Source: Bloomberg, Barclays. Data as of 21 November 2024, ATS as of September 2024. Asset classes in GBP and represented by the following indices: Cash & Short Maturity-Bonds, Barclays Sterling Treasury Bills (0-12M) TR GBP; Developed Government Bonds, Barclays Global Treasury TR Hgd GBP (60%), Bloomberg Barclays Global Inflation-Linked TR Hgd GBP (40%); Investment Grade Bonds, Barclays Global Agg Corp TR Hgd GBP; High Yield and Emerging markets Bonds, BofAML US HY Master II Constrnd TR Hgd GBP (40%), JPM EMBI Global Diversified TR Hgd GBP (30%), JPM GBI-EM Global Diversified TR GBP (30%); Developed Markets Equities, MSCI World NR GBP; Emerging Markets Equities, MSCI EM NR GBP; Commodities, Bloomberg Commodity TR GBP; Alternative Trading Strategies (ATS), HFRX Credit Arbitrage TR Hgd GBP (25%), HFRX Merger Arbitrage TR Hgd GBP (25%), HFRX Active Trading TR Hgd GBP (25%), HFRX Systematic Diversified TR Hgd GBP (25%).

- **Set of tasks**
• 1. Answer these questions using the source note on asset-class indices:
(a) What date is given for the data overall?
(b) As of when is the data for Alternative Trading Strategies?
(c) Which index represents Commodities?
• 2. List every asset class named in the source note on asset-class indices.
• 3. Carry on the source note on asset-class indices from its final sentence.

- **Information shown**
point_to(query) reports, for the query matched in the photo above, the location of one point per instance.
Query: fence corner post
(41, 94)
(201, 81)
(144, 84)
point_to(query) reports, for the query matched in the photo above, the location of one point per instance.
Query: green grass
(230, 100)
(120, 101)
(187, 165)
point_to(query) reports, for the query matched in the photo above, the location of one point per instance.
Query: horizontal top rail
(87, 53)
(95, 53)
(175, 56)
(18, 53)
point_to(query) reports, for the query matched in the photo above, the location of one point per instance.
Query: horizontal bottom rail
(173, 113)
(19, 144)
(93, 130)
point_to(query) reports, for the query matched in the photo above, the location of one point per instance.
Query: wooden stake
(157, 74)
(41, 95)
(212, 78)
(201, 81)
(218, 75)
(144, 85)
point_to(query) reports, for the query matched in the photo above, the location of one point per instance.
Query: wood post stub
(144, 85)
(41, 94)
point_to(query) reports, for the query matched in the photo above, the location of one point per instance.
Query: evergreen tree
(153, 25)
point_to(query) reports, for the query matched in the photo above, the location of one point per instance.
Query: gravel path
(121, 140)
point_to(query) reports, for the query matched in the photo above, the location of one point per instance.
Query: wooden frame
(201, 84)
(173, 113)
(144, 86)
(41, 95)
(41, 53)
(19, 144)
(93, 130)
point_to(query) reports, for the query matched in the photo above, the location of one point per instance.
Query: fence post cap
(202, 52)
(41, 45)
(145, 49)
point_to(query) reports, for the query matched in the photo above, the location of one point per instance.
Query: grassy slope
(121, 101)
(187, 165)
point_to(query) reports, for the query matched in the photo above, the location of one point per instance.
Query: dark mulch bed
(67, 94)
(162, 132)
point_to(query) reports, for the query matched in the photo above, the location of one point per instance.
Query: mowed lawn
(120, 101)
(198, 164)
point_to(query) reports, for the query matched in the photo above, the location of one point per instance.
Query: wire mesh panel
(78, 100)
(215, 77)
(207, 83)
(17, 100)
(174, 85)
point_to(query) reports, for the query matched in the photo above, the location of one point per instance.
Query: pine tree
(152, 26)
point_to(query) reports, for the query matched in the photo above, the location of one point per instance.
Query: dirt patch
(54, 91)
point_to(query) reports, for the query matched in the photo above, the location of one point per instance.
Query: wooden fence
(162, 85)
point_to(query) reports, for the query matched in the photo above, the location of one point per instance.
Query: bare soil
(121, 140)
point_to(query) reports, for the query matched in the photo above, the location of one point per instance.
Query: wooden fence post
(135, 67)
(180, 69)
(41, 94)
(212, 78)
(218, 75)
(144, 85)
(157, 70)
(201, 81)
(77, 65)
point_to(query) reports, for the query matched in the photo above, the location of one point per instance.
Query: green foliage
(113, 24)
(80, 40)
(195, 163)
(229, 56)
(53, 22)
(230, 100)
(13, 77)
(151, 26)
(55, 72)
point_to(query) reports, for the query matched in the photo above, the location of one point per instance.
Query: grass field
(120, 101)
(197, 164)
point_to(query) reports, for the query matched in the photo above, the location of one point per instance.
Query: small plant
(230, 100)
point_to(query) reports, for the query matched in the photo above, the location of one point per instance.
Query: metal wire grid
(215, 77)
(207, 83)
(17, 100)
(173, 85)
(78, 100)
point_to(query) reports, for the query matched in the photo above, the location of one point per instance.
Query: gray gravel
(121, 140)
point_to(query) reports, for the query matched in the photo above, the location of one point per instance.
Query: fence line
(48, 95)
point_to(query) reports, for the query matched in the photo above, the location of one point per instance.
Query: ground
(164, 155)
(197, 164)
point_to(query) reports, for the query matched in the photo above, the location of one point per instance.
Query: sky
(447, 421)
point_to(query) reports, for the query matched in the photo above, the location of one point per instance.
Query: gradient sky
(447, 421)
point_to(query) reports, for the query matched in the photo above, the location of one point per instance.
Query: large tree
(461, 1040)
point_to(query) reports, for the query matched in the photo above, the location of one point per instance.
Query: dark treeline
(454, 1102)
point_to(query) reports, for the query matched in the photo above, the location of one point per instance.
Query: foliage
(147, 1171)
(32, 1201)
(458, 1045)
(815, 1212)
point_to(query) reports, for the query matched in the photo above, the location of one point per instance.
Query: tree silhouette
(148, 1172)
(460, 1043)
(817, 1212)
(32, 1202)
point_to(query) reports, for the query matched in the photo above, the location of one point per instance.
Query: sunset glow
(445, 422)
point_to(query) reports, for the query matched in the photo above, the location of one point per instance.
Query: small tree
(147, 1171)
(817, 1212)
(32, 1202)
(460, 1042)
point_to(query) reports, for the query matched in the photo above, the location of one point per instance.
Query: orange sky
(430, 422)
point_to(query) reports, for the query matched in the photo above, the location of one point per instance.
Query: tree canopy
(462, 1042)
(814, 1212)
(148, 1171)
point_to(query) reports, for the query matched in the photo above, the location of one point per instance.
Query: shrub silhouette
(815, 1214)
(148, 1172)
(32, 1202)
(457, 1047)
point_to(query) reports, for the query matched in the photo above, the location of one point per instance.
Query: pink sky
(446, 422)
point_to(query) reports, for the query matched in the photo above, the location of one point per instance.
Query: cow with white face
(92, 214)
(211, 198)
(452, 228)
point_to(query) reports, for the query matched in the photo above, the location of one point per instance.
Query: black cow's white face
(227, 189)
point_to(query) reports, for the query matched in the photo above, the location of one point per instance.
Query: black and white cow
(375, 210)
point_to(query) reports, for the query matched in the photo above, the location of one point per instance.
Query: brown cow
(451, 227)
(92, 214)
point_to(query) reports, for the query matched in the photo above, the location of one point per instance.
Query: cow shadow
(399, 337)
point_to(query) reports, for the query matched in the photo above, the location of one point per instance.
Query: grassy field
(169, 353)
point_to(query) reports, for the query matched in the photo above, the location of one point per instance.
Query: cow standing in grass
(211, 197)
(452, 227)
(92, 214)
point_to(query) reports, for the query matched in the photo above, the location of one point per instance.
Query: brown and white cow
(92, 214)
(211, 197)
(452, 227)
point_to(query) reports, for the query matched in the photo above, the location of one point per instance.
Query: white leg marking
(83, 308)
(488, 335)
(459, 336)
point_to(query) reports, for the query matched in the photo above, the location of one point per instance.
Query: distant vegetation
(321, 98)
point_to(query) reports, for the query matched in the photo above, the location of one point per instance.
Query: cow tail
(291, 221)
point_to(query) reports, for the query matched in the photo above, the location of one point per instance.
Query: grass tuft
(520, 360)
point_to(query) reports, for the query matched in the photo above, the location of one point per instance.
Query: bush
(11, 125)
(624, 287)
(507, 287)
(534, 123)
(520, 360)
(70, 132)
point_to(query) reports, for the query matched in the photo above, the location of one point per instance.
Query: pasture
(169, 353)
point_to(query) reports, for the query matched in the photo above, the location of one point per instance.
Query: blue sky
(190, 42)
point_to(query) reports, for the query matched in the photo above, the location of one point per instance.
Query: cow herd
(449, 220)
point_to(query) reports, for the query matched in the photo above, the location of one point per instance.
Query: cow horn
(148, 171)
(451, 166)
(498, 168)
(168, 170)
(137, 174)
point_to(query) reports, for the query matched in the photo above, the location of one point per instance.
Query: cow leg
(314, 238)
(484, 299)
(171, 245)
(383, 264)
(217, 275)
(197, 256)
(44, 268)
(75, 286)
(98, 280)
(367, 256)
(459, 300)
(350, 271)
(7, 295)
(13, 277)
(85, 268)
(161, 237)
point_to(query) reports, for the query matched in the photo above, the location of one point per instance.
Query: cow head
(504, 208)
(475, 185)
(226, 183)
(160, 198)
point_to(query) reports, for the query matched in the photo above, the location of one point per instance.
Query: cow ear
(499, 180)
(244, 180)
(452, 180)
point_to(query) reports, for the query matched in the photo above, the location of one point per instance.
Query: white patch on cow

- **Responses per task**
• 1.
(a) 21 November 2024
(b) September 2024
(c) Bloomberg Commodity TR GBP

• 2.
Cash & Short Maturity-Bonds
Developed Government Bonds
Investment Grade Bonds
High Yield and Emerging markets Bonds
Developed Markets Equities
Emerging Markets Equities
Commodities
Alternative Trading Strategies (ATS)

• 3.
The surge in US business startups, enabled in part by the pandemic, seemed to stick. Meanwhile, many of the advances in the technological frontier were often breathtaking1, albeit likely not relevant just yet to the sharp pick-up in US measured productivity of this year.
The same was not true everywhere of course. China’s wrestle with the aftermath of its giant property bubble became more frenetic, which in turn reverberated to parts of Europe. The plight of the German economy in particular worsened substantially, ultimately tangling with political crisis in the last part of the year, with many wondering whether the fiscal restraint/self-harm will relax a little as a result.
Another bad year for economic models
This was another year where economic theory lost multiple battles with reality. Sharply higher interest rates did not usher in a widespread downturn in the developed world. In fact, the US economy seemed to be accelerating for much of the year, even while we waited for the first policy rate cuts. This was always possible. Much of what we think we know about the economy rests uneasily on our post-Second World War experience.
This is the period we have some data for, albeit still poor and incomplete. Seven or so decades sounds like a lot from which to derive rules and norms to predict the future? Surely there is not too much new under the sun when thinking about the economy? This year was a reminder that neither of these is true.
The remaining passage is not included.